Task A —
Find each line in the records below that contains the word "lever" and copy those lines out.

Passage —
This gun looks like the front half of an AR-15, as seen in the photos. I am not usually too kicked about such pistols, as I have a tough time getting them lined up properly when I shoot them. This gun was different. Part of the difference had to do with the weight. Being a .22 LR, it doesn’t weigh much at all.

Another factor that allowed me to shoot this thing a little better than other AR pistols is the way it’s built. It has no buffer tube sticking out to have to deal with. Instead, it just sat on the bag and was easily aimed.

Based on the famous HK 416 assault rifle, this rimfire version allows the shooter to at least experience a bit of what it might feel like to hold one of the real deal. From the non-functional forward assist to the muzzle’s flash hider, this gun resembles its more-powerful cousin a good deal.

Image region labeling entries
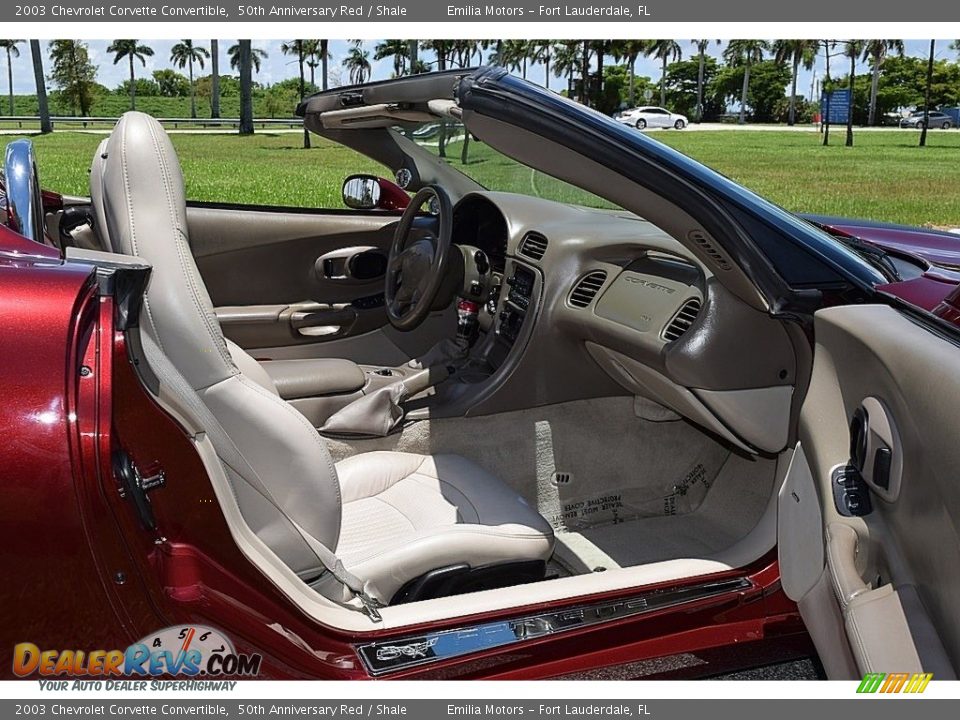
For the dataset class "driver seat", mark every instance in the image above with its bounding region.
[90,137,367,416]
[92,112,554,605]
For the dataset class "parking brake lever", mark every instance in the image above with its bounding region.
[320,365,450,437]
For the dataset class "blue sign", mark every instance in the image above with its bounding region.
[820,90,851,125]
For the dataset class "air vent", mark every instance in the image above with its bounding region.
[520,233,547,260]
[663,298,700,342]
[687,230,733,270]
[570,270,607,307]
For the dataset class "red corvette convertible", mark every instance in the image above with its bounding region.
[0,69,960,682]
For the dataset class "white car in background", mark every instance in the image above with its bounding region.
[614,105,688,130]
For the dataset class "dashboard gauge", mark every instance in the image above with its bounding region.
[140,625,235,656]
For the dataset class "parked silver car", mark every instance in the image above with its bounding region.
[614,105,688,130]
[900,110,955,130]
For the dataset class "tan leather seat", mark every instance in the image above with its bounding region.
[91,112,553,604]
[90,138,366,414]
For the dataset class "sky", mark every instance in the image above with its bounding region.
[0,40,956,101]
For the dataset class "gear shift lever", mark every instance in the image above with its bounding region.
[457,298,480,349]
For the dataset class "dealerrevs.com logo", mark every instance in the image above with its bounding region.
[13,625,262,689]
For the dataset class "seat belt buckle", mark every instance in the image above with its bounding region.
[356,590,383,623]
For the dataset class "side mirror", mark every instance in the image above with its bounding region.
[343,175,410,210]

Task B —
Write the next part of the passage above about the .22 LR pistol modeled on the HK 416, picking up after its last sentence.

Exercise output A —
For the dataset class "parking brake lever", mark every instance in the image above with its bounding region.
For the dataset class "gear shift lever", mark every instance in the image above with its bounding region.

Exercise output B —
In addition to the forward assist, there is another 5.56-related feature on this gun that doesn’t function — the bolt release. Adding a couple of features to the functional column, we have the dust cover, magazine release, and safety — they all work as they do on the centerfire version.

No rimfire is going to replicate a centerfire semi-auto to any real extent, but it is one fun gun to shoot. Also available in rifle guise with buttstock, the 416 pistols proved to be one accurate gun, as the targets will show later.

Here’s a quick look at the HK 416 pistol’s specs.

Height:10.7 in.
Width:2.5 in.
Barrel Length:8.5 in.
Weight:4.5 lbs.
Rear Sight Aperture Height:1.3 in.
Rear Sight Aperture Width:2.1 in.
Front Sight Width:0.7 in.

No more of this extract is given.